Opdracht: Geef alle regels uit de lijst hieronder weer als Markdown-tabel met de kolommen „Nummer” en „Regel”, zonder lege regels. Laat de afbeeldingen weg.

De lijst:
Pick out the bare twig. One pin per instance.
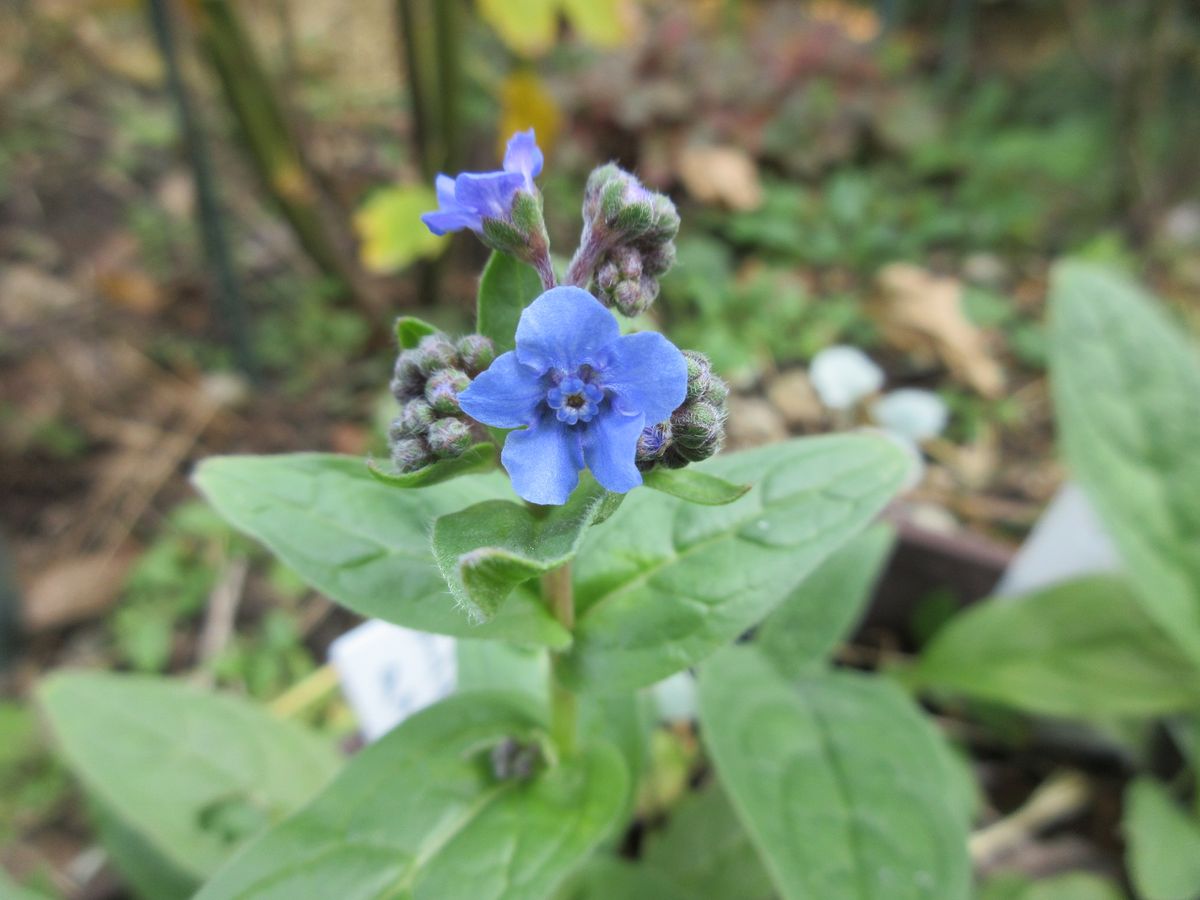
(1057, 798)
(222, 612)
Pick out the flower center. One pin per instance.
(575, 400)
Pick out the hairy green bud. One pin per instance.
(435, 353)
(443, 389)
(411, 454)
(477, 353)
(449, 437)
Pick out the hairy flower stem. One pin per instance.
(556, 587)
(545, 270)
(587, 258)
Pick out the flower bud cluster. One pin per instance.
(426, 383)
(628, 239)
(696, 430)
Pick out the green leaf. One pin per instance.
(1085, 648)
(390, 228)
(363, 545)
(817, 616)
(694, 486)
(665, 582)
(839, 780)
(143, 867)
(1068, 886)
(479, 457)
(705, 851)
(609, 877)
(166, 760)
(421, 815)
(483, 665)
(622, 719)
(1127, 389)
(1163, 844)
(487, 550)
(507, 287)
(409, 331)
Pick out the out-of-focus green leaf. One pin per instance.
(409, 330)
(839, 780)
(1068, 886)
(1163, 844)
(1127, 388)
(1081, 648)
(390, 227)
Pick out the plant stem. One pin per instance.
(563, 703)
(229, 309)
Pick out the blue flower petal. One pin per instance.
(450, 220)
(610, 448)
(523, 156)
(444, 186)
(505, 395)
(647, 375)
(489, 193)
(564, 329)
(544, 461)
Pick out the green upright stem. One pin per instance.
(267, 132)
(564, 712)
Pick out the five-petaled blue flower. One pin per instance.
(580, 393)
(466, 201)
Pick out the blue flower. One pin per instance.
(580, 393)
(466, 201)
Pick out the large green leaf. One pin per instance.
(487, 550)
(191, 775)
(1067, 886)
(664, 582)
(1081, 648)
(1127, 391)
(505, 288)
(1162, 844)
(612, 877)
(361, 543)
(705, 851)
(144, 868)
(475, 459)
(420, 814)
(839, 780)
(694, 485)
(622, 719)
(807, 627)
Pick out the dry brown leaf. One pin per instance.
(721, 174)
(31, 297)
(921, 313)
(76, 589)
(131, 289)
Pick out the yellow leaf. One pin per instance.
(527, 27)
(526, 103)
(605, 23)
(390, 228)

Uitwerking:
| Nummer | Regel |
|---|---|
| 1 | Pick out the bare twig. One pin per instance. |
| 2 | (1057, 798) |
| 3 | (222, 612) |
| 4 | Pick out the flower center. One pin per instance. |
| 5 | (575, 400) |
| 6 | Pick out the hairy green bud. One pin per instance. |
| 7 | (435, 353) |
| 8 | (443, 389) |
| 9 | (411, 454) |
| 10 | (477, 353) |
| 11 | (449, 437) |
| 12 | Pick out the hairy flower stem. One pin per instance. |
| 13 | (556, 587) |
| 14 | (545, 270) |
| 15 | (587, 258) |
| 16 | Pick out the flower bud cluster. One pin per instance. |
| 17 | (426, 383) |
| 18 | (628, 239) |
| 19 | (696, 430) |
| 20 | Pick out the green leaf. One pin per instance. |
| 21 | (1085, 648) |
| 22 | (390, 228) |
| 23 | (363, 545) |
| 24 | (817, 616) |
| 25 | (694, 486) |
| 26 | (665, 582) |
| 27 | (839, 780) |
| 28 | (143, 867) |
| 29 | (1068, 886) |
| 30 | (479, 457) |
| 31 | (705, 851) |
| 32 | (609, 877) |
| 33 | (166, 760) |
| 34 | (421, 815) |
| 35 | (483, 665) |
| 36 | (622, 719) |
| 37 | (1127, 389) |
| 38 | (1163, 844) |
| 39 | (487, 550) |
| 40 | (507, 287) |
| 41 | (409, 331) |
| 42 | Pick out the out-of-focus green leaf. One pin per instance. |
| 43 | (409, 330) |
| 44 | (839, 780) |
| 45 | (1068, 886) |
| 46 | (1163, 844) |
| 47 | (1127, 388) |
| 48 | (1081, 648) |
| 49 | (390, 227) |
| 50 | Pick out the plant stem. One pin per instance. |
| 51 | (563, 703) |
| 52 | (229, 309) |
| 53 | Pick out the blue flower petal. One pin per instance. |
| 54 | (450, 220) |
| 55 | (610, 448) |
| 56 | (523, 156) |
| 57 | (444, 186) |
| 58 | (505, 395) |
| 59 | (647, 375) |
| 60 | (489, 193) |
| 61 | (564, 329) |
| 62 | (544, 461) |
| 63 | Pick out the green upright stem. One pin per instance. |
| 64 | (267, 132) |
| 65 | (564, 712) |
| 66 | Pick out the five-petaled blue flower. One pin per instance. |
| 67 | (580, 393) |
| 68 | (466, 201) |
| 69 | Pick out the blue flower. One pin per instance. |
| 70 | (580, 393) |
| 71 | (466, 201) |
| 72 | Pick out the large green leaf. One pin per instance. |
| 73 | (487, 550) |
| 74 | (191, 775) |
| 75 | (1067, 886) |
| 76 | (664, 582) |
| 77 | (1081, 648) |
| 78 | (1127, 391) |
| 79 | (505, 288) |
| 80 | (1162, 844) |
| 81 | (612, 877) |
| 82 | (361, 543) |
| 83 | (705, 851) |
| 84 | (144, 868) |
| 85 | (475, 459) |
| 86 | (420, 814) |
| 87 | (839, 780) |
| 88 | (694, 485) |
| 89 | (622, 719) |
| 90 | (807, 627) |
| 91 | Pick out the dry brown leaf. One pin per instance. |
| 92 | (721, 174) |
| 93 | (31, 297) |
| 94 | (921, 313) |
| 95 | (76, 589) |
| 96 | (131, 289) |
| 97 | Pick out the yellow leaf. One pin per instance. |
| 98 | (527, 27) |
| 99 | (526, 103) |
| 100 | (605, 23) |
| 101 | (390, 228) |